◆ TASK REQUIREMENTS:
Turn the entries below, from the line containing "Confirm that each instance of the church tower" through the final line, into a JSON list of strings with one string per line. Leave out any blank lines.

◆ INFORMATION SHOWN:
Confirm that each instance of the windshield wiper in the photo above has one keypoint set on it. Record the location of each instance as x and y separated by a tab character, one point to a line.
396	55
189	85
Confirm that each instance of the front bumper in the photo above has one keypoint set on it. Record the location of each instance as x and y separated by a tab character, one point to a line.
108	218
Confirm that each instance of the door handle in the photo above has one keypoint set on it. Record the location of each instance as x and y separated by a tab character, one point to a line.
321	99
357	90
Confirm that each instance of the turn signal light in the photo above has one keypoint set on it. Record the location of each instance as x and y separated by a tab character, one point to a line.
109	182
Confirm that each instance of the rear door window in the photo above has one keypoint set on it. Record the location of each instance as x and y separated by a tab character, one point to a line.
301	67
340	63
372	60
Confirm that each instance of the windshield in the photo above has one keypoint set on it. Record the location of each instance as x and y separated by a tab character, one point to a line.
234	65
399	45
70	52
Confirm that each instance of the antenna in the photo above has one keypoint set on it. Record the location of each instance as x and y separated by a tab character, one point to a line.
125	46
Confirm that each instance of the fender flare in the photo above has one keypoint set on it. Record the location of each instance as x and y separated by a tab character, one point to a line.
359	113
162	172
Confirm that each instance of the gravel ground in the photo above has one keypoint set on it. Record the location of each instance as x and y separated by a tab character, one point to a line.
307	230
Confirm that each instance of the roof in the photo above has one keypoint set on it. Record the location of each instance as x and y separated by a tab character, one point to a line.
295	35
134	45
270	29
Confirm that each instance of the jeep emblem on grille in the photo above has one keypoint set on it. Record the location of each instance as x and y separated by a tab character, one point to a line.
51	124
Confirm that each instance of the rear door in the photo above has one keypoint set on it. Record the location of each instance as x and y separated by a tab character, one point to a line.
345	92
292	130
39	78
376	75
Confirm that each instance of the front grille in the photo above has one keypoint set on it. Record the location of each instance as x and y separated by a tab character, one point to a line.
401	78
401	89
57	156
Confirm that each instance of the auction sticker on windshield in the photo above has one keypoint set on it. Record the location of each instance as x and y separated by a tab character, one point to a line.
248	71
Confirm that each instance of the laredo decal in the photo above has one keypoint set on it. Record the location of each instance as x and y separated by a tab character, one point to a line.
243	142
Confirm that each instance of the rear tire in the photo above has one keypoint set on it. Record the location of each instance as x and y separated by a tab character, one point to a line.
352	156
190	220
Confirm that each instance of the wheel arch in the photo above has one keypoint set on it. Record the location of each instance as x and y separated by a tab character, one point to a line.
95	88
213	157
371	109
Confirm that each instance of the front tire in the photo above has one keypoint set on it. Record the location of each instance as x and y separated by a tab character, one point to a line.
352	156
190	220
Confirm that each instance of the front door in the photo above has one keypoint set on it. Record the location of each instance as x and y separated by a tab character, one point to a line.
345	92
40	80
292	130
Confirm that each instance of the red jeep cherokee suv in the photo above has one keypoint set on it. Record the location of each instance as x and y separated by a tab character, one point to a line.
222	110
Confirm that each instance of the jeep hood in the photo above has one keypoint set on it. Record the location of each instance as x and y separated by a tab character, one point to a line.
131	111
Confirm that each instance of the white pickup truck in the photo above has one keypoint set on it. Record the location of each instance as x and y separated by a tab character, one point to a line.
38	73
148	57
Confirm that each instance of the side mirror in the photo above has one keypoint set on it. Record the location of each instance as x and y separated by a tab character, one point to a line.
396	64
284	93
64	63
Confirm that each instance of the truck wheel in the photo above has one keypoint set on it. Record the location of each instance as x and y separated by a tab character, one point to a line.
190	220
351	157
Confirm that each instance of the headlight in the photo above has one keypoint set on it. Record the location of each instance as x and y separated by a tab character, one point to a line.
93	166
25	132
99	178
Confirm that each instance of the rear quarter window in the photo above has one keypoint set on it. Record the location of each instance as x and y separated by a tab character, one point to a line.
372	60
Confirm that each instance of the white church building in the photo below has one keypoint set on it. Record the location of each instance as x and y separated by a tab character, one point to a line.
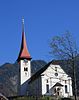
49	80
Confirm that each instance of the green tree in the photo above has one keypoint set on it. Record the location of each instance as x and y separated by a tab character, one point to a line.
64	47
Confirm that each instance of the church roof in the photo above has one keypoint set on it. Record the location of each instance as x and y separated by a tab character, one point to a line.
24	54
39	72
57	84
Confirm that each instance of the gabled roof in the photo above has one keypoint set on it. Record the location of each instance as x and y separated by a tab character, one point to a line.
38	73
57	84
24	54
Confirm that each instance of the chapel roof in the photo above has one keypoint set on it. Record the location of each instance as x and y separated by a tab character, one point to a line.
39	72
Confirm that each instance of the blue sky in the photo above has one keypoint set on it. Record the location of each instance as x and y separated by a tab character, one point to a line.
43	20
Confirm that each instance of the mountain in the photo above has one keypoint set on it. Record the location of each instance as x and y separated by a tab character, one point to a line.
9	76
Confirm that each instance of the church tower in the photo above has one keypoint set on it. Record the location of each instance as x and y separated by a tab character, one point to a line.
24	59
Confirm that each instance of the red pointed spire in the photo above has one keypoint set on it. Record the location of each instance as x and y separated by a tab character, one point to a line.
24	54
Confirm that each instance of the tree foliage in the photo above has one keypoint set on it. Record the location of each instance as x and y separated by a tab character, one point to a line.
64	46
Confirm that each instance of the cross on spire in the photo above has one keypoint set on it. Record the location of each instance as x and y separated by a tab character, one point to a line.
24	54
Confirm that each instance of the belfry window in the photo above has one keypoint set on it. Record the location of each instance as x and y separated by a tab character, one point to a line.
56	69
47	88
66	90
25	69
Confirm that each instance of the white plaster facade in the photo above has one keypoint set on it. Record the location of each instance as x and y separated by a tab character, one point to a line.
52	75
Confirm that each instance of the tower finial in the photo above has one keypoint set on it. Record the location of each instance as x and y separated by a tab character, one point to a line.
23	25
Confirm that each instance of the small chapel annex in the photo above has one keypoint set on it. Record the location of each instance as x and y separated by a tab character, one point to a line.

◆ RESPONSE:
[
  "Confirm that each instance of the church tower in the photo above has one keypoint set on it. Record the location of each instance as x and y separated by a tab character, one point to a line.",
  "24\t59",
  "Confirm that each instance of the red pointed spire in the photo above has one keypoint set on it. Record the location of each instance as x and y separated by a tab character, one point to a line.",
  "24\t54",
  "Confirm that each instance of the tree foliage in the photo above has one keypoint set on it. Record the location of each instance as x and y separated by a tab character, one point to a line.",
  "64\t46",
  "Confirm that each instance of the cross on spire in the photo above has one keypoint set on it. Record the location of each instance as x and y separated by a tab character, one point to a line.",
  "24\t54",
  "Confirm that each instance of the belfry window in the photo above has one keypoint set on it. Record the location of each instance as x and y separated by a tab character, one point to a line.",
  "56\t69",
  "47\t88",
  "66\t90",
  "25\t69",
  "Confirm that each instance of the white plaster facade in the photo above has one keypoint set on it. Record the location of each instance as x and y separated by a tab character, one point to a line.",
  "52\t75",
  "Confirm that each instance of the tower finial in the photo above has one keypoint set on it. Record the location of each instance as x and y separated by a tab character, one point to a line.",
  "23\t25",
  "Confirm that each instance of the small chapel annex in the photo above has one keypoint set on it. Record the location of each instance as x and y separated by a tab character, one point to a line."
]